## [Your instructions]
Some entries follow. Reproduce exactly the lines starting at the one with "point: motorcycle seat" and stopping after the one with "point: fallen leaf".

## [Data records]
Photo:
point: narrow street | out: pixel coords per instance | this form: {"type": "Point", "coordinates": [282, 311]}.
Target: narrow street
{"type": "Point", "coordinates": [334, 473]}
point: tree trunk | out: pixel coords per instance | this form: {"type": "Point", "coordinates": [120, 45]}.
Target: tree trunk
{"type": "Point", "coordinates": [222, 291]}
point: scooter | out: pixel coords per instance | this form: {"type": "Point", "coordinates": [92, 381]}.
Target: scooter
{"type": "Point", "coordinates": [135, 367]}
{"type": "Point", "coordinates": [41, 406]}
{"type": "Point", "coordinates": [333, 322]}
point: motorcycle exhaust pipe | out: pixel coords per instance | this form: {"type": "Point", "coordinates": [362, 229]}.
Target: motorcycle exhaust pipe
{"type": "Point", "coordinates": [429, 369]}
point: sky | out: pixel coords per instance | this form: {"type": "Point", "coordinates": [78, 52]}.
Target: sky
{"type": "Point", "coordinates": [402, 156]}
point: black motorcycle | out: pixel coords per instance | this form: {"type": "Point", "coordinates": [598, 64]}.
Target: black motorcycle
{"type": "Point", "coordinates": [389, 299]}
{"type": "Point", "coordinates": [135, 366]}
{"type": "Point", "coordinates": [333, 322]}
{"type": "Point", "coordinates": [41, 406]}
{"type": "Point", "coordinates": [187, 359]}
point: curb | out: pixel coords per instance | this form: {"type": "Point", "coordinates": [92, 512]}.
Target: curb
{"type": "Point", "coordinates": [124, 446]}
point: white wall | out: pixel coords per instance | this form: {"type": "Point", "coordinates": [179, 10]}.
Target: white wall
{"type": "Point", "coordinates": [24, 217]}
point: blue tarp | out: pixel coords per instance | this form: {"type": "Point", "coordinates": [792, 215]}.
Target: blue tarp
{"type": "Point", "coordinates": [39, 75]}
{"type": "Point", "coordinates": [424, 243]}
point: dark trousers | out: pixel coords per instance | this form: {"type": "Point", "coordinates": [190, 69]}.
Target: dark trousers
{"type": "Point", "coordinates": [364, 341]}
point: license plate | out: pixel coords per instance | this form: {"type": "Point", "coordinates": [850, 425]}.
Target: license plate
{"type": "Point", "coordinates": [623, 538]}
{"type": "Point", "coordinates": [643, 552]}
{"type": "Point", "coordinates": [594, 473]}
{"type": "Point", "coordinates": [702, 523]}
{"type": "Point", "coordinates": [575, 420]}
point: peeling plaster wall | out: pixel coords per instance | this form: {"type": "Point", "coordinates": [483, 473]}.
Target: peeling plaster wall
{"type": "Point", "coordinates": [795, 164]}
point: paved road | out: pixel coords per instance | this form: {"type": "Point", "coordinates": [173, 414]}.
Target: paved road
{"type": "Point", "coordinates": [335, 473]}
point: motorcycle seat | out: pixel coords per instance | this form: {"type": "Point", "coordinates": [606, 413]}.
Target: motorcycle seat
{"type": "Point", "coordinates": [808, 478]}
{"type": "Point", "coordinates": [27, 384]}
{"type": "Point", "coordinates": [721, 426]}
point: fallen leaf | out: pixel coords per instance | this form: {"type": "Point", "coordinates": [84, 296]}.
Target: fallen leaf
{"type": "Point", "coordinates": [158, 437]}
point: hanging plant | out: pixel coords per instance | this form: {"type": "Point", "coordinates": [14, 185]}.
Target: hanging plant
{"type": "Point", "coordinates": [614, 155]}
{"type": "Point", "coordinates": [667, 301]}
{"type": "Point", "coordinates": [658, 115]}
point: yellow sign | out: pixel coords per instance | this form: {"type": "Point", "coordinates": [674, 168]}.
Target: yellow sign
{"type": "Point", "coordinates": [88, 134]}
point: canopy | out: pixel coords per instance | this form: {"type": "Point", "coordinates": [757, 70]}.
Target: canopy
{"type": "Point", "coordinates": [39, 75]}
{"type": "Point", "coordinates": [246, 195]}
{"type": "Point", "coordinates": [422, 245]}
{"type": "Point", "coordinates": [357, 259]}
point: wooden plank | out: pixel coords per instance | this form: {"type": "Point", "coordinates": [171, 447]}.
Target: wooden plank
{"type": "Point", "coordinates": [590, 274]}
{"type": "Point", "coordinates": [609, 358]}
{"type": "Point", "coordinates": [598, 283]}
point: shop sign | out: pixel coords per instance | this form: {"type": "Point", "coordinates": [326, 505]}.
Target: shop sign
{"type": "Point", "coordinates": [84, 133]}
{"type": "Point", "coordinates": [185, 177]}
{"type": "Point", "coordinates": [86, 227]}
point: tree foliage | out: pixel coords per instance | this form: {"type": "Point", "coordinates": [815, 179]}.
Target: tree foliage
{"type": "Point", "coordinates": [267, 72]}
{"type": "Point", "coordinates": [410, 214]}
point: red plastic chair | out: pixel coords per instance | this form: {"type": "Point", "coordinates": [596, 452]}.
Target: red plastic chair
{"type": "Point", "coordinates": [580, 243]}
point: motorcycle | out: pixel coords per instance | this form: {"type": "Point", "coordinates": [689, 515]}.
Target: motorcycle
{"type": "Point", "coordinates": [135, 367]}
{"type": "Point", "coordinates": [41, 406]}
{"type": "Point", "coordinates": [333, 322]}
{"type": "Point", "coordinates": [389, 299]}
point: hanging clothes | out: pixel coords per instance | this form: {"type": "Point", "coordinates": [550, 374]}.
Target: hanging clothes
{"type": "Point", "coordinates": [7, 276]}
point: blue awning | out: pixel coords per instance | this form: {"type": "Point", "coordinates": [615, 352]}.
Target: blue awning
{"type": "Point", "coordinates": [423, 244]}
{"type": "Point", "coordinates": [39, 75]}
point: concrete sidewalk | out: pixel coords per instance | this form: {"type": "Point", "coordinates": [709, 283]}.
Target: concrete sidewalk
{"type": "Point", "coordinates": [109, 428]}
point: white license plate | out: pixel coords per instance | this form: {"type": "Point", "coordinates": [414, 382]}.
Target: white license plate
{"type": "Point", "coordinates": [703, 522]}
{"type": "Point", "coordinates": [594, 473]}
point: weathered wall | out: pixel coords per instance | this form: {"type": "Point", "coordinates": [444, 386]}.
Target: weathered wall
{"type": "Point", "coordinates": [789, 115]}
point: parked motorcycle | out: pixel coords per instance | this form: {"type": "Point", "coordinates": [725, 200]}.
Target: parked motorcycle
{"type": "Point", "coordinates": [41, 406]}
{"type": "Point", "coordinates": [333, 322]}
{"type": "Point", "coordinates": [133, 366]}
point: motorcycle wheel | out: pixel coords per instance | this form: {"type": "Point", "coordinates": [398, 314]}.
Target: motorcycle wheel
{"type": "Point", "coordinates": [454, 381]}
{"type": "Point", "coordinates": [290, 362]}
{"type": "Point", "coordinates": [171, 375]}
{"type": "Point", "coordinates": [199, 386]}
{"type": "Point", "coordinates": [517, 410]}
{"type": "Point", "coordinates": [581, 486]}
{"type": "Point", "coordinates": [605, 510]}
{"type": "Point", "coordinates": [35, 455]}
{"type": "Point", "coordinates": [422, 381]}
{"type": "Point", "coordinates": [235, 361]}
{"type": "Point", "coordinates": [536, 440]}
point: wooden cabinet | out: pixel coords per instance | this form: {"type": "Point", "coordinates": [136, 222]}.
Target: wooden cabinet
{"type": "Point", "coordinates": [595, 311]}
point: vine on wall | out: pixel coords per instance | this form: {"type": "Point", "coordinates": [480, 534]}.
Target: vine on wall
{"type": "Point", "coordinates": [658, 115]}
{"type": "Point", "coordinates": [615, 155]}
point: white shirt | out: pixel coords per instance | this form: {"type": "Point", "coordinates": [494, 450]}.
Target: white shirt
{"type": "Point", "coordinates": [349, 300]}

## [Problem solution]
point: motorcycle seat | out: pixel coords per instance | this form: {"type": "Point", "coordinates": [606, 413]}.
Target: motorcycle seat
{"type": "Point", "coordinates": [808, 478]}
{"type": "Point", "coordinates": [27, 384]}
{"type": "Point", "coordinates": [721, 426]}
point: fallen leaf | out: pixel coords per instance | this form: {"type": "Point", "coordinates": [84, 296]}.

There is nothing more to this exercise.